#### Task to complete
What you return must match the listing below character for character, minus any pictures.

#### Exercise materials
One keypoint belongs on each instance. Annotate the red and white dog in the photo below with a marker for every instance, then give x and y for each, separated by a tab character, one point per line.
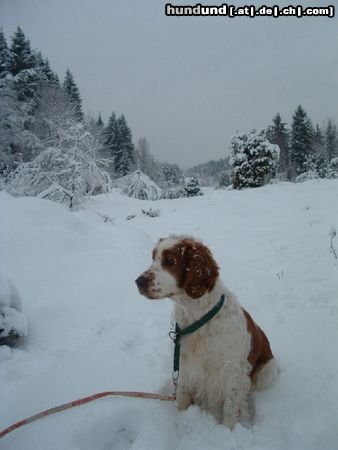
227	357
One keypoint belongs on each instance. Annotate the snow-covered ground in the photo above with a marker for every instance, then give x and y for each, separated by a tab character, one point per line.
90	330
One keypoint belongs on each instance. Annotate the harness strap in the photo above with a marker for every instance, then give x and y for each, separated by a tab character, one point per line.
179	332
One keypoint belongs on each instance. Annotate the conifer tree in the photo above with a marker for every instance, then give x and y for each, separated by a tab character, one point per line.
73	93
5	62
331	142
99	122
118	142
253	160
192	188
124	157
21	54
301	139
278	134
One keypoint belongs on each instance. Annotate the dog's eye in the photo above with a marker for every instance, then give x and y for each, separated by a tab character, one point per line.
169	261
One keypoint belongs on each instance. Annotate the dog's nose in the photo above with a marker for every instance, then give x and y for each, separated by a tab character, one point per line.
141	281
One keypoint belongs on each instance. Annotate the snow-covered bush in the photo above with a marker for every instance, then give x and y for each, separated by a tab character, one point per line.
193	188
253	160
151	212
310	175
13	323
174	192
138	185
65	174
332	168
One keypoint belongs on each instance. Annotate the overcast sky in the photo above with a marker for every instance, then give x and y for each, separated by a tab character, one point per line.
187	84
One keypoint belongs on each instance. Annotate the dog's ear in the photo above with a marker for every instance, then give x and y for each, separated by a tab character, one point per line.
201	270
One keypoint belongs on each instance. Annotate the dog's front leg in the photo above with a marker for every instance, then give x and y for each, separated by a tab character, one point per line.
236	395
183	398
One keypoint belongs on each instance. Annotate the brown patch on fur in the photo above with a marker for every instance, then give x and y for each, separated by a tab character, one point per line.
193	266
260	352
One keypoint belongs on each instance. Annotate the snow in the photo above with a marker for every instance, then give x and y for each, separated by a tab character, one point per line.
90	330
140	186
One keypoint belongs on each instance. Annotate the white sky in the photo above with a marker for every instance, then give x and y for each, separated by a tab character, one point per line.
187	84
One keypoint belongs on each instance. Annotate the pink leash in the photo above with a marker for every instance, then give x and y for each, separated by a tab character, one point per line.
83	401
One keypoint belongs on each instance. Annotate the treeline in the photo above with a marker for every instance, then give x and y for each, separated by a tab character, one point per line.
303	147
48	146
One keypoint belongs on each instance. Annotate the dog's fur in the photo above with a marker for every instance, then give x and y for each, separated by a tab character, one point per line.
228	356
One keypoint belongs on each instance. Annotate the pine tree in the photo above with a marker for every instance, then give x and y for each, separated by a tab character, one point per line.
109	136
73	93
253	160
301	140
124	157
21	54
331	142
192	188
99	122
5	62
278	134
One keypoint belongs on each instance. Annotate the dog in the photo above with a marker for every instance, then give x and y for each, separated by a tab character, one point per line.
226	358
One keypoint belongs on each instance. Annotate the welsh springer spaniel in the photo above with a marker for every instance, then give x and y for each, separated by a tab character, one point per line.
227	357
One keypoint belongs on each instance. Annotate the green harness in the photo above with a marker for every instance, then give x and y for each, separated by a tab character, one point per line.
179	332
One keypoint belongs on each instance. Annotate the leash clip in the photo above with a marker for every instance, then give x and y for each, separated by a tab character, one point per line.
173	335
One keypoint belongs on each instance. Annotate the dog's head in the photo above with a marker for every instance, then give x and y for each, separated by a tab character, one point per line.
181	265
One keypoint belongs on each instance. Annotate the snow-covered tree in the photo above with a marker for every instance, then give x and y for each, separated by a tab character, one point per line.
144	159
119	146
138	185
21	54
193	188
301	139
253	160
65	174
331	140
5	61
13	322
73	93
211	173
278	134
17	142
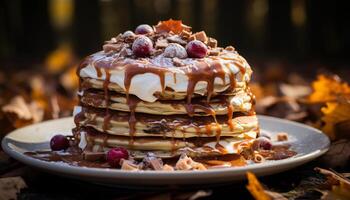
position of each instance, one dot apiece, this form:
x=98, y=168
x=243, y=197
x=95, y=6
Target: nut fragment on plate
x=186, y=163
x=282, y=136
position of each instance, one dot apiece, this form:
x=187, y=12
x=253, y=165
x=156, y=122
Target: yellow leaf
x=333, y=113
x=327, y=88
x=255, y=188
x=59, y=59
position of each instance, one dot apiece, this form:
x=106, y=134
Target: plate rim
x=108, y=173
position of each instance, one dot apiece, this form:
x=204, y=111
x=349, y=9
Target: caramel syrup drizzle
x=201, y=72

#### Written response
One keypoint belongs on each instance. Annotate the red and white dog in the photo below with a marker for every instance, then give x and y for each, separated by a tab character, one point per line.
227	357
One keypoint belongs on each instance. Annotate the snow-covered ground in the photo above with a marker for every instance, then give x and y for each, separated by a tab character, one point per line.
90	330
One keypoint belongs on each instance. Annotate the harness strap in the photo above with a marker for every instance, then give x and y for each, separated by a tab character, one point per line.
179	332
One keypoint belongs on each instance. Annotate the conifer tree in the photo above with a marker for every instance, then give x and y for each, separated by a tab character, one point per line.
73	93
5	62
331	142
99	122
118	142
253	160
192	188
124	157
21	54
301	139
278	134
One keypoint belongs on each instance. Annotate the dog's eye in the photo above with a marker for every instance, then give x and y for each, separated by a tab character, one point per line.
169	261
One keypoint belongs on each instance. Annotate the dog's nose in the photo above with a marker for every instance, then give x and y for each, separated by a tab character, one point per line.
141	281
One keypoint belongs on each instance. Annotate the snow-covered bush in the photo above with a marker for every instance, then give x and y for each, separated by a tab character, one point per line.
193	188
253	160
151	212
310	175
13	323
174	192
138	185
65	174
332	168
One keypoint belongs on each instance. Annotate the overcast sky in the photo above with a marker for every instance, then give x and y for each, separated by a tab character, one point per line.
187	84
One keypoint belongs on each instance. Annotate the dog's ear in the photo above with a marker for every instance, then give x and y for each, separated by a tab character, one point per line.
201	270
One keypoint belongs on each instance. Annotate the dog's front leg in the photo above with a marker for every instance, then give x and y for each, separated by a tab character, one point per line.
236	395
183	398
One keypoint belongs on each instance. Annotate the brown patch on fur in the photo above with a marker for every instance, then give x and y for each, separated by a tab character, one point per line.
193	266
260	352
One keypoint belongs on each instance. Annotate the snow in the photo above with a marker for every instance, then give x and y for each, separated by a tab character, one point per line.
90	330
140	186
One keypoint belongs on each instance. Annotate the white sky in the photo above with a marker for every instance, then give x and y for each, separated by a tab character, one point per line.
187	84
One keypoint belongs on each instance. Annotate the pink leash in the photo above with a marker for every instance, then give x and y for each, separated by a tab character, one point per line.
83	401
One keypoint belongs on each instance. Annotate the treeline in the photo above with a marker for every instance, then give x and y for each, separated by a tab character, one point per line.
303	147
48	146
One keypoint belongs on each instance. Annotate the dog's fur in the photo above with a marker for every instance, then give x and y for each, separated by a tab character, one point per line.
228	356
One keypoint belongs on each instance. Annotate the pine tree in the photo above with a marker for every instance, then give x and y for each, separated by a tab character, one point per line.
109	136
73	93
253	160
301	140
124	157
21	54
331	142
192	188
99	122
5	62
278	134
One keypoint belongs on each instance. Annotate the dog in the photo above with a marker for every instance, then give x and y for each, separated by a tab character, one point per line.
226	358
One keypoint belongs on each instance. Annotate the welsh springer spaniel in the photo above with a marker for every instance, then give x and y for each, separated by a tab character, one point per line.
227	357
One keypoint belongs on each instance. Annotate the green harness in the photo above with a marker for every instance, then give x and y for each, separated by a tab character, one point per line.
179	332
One keypoint belongs on each instance. Annotate the leash clip in the photo above with a marker for every instance, then give x and y for each, separated by a tab character, one point per line.
173	335
One keypoint belongs on each instance. Annotate the dog's head in the photo above with a marker for every instance, then give x and y for each, separated by a tab character, one point per line.
181	265
One keypoint belongs on each instance. Annotate the snow-covered tree in the photo above with a marker for every instance, then give x and y for each, separated by a tab character, one point per line.
144	159
119	146
138	185
21	54
193	188
301	139
253	160
65	174
331	140
5	61
13	322
73	93
211	173
278	134
17	142
position of each instance, one dot apiece, this form:
x=98, y=168
x=243, y=197
x=95, y=6
Target: nut fragment on plate
x=186, y=163
x=282, y=136
position of each instance, one dot apiece, this form:
x=187, y=12
x=253, y=165
x=156, y=122
Target: yellow leaf
x=333, y=113
x=327, y=88
x=255, y=188
x=59, y=59
position of each instance, one dot apiece, this form:
x=106, y=134
Target: plate rim
x=108, y=173
position of each instance, one dot apiece, this form:
x=204, y=111
x=349, y=9
Target: caramel syrup drizzle
x=201, y=72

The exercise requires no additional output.